> Data records:
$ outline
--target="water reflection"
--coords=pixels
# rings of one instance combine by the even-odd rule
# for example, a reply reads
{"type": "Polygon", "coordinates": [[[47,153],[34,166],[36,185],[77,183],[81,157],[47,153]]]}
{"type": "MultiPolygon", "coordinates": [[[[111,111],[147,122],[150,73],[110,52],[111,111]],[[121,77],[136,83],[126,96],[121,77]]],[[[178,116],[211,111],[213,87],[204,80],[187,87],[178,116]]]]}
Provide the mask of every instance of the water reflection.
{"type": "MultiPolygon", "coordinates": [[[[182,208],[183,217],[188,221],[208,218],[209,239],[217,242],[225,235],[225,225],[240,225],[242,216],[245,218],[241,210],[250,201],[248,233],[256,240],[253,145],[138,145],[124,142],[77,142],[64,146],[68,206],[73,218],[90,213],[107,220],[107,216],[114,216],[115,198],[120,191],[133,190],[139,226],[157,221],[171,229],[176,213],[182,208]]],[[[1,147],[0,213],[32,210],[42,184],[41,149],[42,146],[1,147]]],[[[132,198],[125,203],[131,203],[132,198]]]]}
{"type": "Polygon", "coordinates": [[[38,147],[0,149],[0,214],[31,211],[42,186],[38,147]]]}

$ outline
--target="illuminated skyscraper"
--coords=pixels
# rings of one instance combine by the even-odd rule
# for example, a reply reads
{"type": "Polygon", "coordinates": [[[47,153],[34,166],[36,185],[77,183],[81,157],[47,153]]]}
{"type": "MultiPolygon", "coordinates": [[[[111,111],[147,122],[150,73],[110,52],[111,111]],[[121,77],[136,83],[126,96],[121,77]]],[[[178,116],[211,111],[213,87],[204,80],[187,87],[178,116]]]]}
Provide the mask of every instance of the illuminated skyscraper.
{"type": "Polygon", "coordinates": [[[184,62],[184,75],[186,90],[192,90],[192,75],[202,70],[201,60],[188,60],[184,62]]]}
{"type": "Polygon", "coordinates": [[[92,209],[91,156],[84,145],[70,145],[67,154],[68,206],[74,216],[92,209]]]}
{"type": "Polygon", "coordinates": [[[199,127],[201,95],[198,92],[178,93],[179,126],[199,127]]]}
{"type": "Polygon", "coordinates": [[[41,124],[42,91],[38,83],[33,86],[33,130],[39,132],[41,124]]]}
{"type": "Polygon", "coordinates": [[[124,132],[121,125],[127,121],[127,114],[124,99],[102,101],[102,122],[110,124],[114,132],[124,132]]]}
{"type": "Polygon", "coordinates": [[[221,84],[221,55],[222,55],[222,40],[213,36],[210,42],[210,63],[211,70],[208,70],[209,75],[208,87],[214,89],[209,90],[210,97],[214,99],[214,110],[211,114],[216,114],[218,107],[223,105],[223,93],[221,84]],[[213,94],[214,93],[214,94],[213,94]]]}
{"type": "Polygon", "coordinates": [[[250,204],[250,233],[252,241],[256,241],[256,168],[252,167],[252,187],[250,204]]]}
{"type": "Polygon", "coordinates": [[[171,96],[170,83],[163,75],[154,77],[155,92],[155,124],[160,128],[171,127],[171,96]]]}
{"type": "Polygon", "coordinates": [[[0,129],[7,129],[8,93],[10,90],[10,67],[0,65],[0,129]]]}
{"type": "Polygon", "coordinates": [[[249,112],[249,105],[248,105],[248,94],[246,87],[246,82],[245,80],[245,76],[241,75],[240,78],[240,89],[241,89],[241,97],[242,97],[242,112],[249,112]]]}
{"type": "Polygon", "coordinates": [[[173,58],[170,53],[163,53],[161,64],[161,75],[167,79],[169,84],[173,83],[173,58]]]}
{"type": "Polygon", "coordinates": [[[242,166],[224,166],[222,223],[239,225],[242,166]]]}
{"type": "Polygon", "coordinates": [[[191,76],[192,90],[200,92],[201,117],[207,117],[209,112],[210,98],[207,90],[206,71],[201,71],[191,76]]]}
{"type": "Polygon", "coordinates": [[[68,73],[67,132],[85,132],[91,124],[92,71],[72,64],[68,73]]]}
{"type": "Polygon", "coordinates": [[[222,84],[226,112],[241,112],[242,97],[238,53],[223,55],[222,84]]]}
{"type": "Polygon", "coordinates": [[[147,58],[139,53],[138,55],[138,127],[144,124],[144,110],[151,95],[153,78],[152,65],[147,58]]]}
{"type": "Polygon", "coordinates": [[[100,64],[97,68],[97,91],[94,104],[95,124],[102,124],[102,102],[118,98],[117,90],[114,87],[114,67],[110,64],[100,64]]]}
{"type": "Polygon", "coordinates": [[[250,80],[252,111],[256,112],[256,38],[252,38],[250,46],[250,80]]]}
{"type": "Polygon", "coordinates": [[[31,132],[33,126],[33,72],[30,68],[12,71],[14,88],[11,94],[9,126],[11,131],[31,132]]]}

> Instructions for the task: In the listing, replace "reflection" with "surface" everywhere from its first line down to and including the line containing "Provide the mask of every instance of the water". Give those lines back with nothing else changed.

> Problem solution:
$ outline
--target="water surface"
--coords=pixels
# rings of one instance combine by the even-odd rule
# for example, a reply reads
{"type": "Polygon", "coordinates": [[[47,153],[34,166],[36,185],[77,183],[81,157],[47,153]]]}
{"type": "MultiPolygon", "coordinates": [[[[111,111],[147,122],[150,73],[110,52],[111,111]],[[121,77],[136,83],[126,96],[121,77]]],[[[178,116],[211,111],[213,87],[204,80],[187,87],[178,116]]]]}
Provide the mask of every instance of the water surface.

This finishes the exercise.